→ What is needed
Copy out every line of the listing in which "below" appears.

→ Records for this task
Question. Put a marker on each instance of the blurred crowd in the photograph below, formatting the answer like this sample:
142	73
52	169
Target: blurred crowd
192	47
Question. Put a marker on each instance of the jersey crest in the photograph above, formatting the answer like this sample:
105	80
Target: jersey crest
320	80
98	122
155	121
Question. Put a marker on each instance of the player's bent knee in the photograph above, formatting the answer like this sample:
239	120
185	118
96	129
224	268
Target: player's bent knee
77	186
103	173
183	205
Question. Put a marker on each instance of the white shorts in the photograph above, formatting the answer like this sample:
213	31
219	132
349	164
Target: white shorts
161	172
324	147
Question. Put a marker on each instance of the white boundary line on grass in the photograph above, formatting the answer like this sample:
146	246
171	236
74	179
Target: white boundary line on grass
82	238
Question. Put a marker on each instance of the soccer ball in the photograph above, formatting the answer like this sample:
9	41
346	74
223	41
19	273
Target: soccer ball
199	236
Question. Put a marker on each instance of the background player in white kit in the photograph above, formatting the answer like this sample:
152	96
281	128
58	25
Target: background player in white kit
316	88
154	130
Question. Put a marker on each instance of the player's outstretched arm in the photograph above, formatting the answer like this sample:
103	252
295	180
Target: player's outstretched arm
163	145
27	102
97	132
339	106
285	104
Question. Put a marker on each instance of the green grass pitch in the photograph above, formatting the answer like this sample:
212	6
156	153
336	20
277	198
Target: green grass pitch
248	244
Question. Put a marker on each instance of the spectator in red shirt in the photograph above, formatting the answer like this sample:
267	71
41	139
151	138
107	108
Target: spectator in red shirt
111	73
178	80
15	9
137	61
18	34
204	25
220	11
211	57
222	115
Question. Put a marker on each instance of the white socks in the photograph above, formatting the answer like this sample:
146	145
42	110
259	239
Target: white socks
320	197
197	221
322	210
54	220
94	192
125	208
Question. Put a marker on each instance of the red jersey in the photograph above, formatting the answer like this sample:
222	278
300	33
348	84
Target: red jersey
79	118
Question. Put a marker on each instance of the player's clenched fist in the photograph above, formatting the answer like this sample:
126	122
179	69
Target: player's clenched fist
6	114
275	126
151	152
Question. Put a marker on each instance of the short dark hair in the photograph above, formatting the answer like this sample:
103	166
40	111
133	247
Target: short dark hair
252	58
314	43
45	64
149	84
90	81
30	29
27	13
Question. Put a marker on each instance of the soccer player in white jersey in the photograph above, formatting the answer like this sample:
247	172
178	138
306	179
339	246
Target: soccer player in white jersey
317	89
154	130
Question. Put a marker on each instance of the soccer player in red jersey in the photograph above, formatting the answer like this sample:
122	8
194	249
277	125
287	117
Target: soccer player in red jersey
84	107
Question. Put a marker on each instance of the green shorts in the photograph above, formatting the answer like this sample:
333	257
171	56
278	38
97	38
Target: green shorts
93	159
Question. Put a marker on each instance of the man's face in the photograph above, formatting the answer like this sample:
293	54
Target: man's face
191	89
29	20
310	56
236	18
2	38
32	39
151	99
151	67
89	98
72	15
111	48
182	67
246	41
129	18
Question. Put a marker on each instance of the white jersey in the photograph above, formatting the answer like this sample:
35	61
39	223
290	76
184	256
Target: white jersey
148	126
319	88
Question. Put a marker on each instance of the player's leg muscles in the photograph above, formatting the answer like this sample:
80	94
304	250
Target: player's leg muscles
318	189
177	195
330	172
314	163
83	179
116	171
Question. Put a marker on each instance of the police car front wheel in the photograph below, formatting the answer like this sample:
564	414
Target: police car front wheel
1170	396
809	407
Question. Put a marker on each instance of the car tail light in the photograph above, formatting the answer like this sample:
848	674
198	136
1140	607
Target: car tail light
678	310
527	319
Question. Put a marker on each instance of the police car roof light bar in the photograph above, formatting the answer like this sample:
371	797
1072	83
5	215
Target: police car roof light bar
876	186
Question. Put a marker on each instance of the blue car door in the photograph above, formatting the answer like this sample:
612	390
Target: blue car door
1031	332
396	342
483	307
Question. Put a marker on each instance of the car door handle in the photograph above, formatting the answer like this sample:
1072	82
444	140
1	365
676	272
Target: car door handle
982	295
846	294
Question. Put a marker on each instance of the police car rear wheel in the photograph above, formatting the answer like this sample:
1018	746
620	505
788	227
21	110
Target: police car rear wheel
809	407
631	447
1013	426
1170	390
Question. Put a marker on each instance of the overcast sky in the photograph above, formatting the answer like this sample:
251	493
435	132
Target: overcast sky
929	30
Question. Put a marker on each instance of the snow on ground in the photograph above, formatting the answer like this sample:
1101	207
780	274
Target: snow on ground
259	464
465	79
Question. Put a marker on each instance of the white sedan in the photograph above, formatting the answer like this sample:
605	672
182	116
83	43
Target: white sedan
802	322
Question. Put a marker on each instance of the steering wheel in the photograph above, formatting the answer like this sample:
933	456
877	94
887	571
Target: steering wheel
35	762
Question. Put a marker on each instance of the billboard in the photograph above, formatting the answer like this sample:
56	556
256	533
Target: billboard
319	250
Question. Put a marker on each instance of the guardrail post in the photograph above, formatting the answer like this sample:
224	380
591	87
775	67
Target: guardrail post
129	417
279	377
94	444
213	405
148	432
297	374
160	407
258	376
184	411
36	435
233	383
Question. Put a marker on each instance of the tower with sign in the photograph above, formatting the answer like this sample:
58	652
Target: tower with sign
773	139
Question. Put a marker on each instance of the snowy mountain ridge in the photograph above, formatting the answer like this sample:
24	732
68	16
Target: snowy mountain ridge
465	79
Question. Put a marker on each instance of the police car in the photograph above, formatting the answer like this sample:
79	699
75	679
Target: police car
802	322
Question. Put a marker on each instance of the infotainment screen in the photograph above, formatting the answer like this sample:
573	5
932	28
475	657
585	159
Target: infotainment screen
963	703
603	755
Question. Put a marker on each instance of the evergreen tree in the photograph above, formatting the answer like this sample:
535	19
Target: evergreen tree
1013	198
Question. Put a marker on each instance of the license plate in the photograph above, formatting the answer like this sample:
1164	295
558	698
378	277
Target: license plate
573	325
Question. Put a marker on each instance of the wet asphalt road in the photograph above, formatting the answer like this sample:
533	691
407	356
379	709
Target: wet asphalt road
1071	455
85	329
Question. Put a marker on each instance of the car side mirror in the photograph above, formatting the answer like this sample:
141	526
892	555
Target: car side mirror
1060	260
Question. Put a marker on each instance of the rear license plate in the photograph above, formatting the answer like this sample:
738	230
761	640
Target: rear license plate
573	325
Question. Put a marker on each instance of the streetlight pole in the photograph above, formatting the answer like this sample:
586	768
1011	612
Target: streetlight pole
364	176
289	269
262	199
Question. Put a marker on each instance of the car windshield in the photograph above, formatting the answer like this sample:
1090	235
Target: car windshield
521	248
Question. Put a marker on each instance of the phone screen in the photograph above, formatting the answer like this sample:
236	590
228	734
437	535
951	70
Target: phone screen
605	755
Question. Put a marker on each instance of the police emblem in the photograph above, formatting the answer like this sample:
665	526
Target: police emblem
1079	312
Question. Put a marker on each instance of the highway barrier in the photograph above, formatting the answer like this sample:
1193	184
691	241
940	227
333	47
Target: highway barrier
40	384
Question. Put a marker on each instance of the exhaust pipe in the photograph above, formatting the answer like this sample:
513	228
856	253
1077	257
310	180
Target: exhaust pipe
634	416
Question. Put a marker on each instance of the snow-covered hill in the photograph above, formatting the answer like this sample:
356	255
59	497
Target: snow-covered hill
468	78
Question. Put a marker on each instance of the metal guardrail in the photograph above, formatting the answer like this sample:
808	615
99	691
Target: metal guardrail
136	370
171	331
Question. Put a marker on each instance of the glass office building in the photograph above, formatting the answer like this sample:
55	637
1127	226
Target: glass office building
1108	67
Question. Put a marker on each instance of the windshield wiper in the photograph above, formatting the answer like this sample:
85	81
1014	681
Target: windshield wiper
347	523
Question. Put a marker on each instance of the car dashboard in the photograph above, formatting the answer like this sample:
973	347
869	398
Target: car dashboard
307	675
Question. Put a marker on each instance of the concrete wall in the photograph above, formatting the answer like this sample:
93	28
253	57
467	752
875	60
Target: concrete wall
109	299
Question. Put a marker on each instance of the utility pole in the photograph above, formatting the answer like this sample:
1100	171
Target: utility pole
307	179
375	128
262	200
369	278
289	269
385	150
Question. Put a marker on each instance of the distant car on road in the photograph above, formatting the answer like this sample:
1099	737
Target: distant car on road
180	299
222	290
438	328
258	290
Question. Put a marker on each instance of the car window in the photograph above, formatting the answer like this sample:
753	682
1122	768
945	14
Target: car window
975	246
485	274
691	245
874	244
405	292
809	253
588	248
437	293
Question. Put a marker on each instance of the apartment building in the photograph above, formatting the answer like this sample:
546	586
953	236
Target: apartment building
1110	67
==
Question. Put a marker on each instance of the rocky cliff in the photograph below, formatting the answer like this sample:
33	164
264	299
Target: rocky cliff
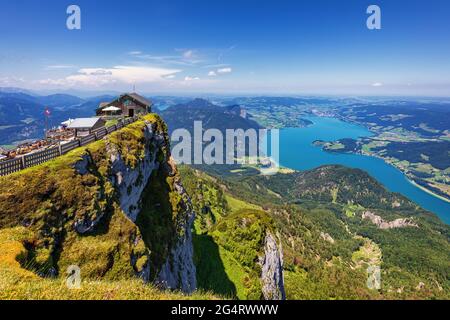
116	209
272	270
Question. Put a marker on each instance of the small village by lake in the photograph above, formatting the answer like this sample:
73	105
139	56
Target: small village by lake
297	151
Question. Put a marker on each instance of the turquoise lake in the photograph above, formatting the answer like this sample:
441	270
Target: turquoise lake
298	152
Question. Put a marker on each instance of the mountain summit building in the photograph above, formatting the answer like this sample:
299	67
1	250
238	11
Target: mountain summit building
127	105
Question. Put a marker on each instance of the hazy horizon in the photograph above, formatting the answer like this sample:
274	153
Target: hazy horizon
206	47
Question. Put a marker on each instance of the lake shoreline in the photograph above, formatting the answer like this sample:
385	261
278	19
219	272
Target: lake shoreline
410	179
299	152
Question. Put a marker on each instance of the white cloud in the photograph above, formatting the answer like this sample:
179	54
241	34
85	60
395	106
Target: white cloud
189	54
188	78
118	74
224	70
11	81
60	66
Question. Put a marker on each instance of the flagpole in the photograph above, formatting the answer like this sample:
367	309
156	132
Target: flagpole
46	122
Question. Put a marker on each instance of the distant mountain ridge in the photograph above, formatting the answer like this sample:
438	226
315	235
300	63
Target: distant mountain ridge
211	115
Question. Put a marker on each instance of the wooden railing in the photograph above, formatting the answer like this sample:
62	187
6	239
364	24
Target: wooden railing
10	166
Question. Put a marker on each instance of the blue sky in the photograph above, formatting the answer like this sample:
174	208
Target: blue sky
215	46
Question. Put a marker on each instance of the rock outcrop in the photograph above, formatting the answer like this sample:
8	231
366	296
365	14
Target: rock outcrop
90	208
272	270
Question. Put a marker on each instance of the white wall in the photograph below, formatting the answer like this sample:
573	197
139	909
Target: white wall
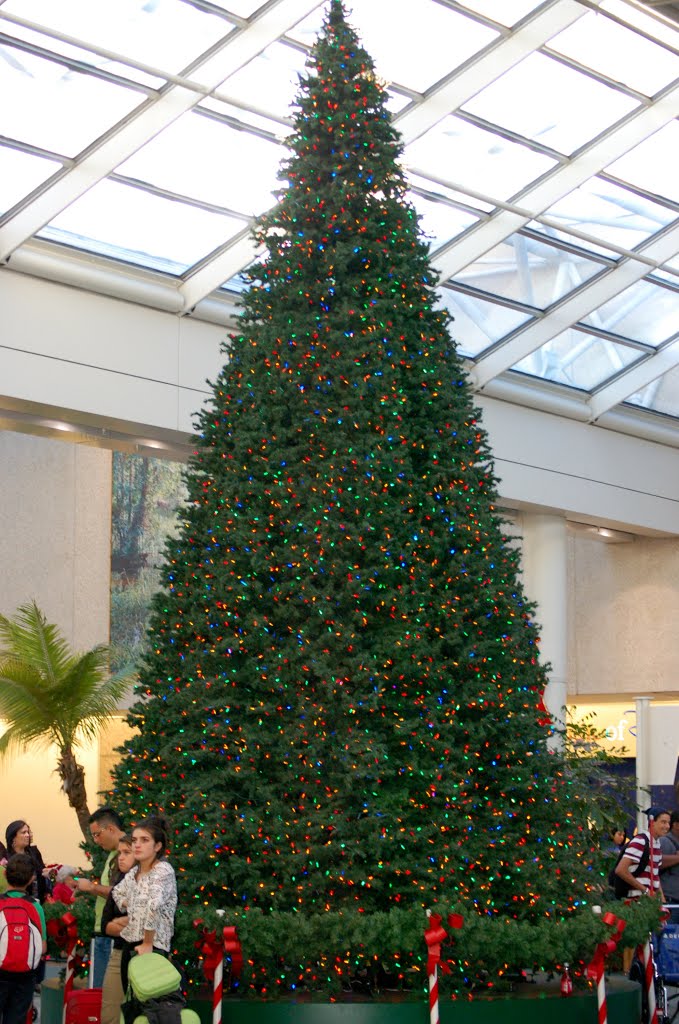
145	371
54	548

→ Written response
Question. Put a marker on each instance of the blurred crowd in the photograph below, formatting the answer like this sample:
Question. Put a marker on each instance of the police car front wheel in the photograph below, formatting the answer like this sample:
Question. Put a marker on each instance of the rocky cliff in the photograph below, formatting the answer like this sample:
Question. Put a marker on each instance of the white wall in the photograph below, formatting the answer like this sample:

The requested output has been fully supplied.